Transcribe each of the rows below word for word, omitting the pictures.

** begin Data shown **

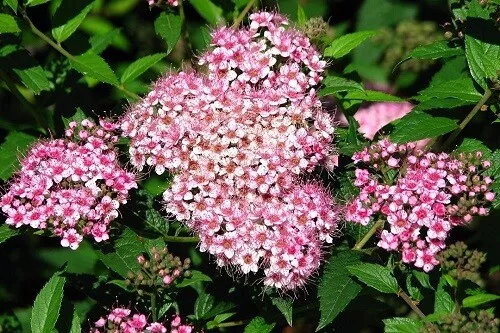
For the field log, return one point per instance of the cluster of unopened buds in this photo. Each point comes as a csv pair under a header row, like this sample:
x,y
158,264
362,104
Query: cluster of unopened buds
x,y
122,320
71,187
160,270
421,195
237,140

** end Data shown **

» Task answer
For the field log, return one point per instance of the cluster of unopened buds in this photo. Each point comes as a csv pair under a header row, like this sample:
x,y
158,264
362,104
Query: cluster of unopened buds
x,y
122,320
71,187
160,270
421,195
237,140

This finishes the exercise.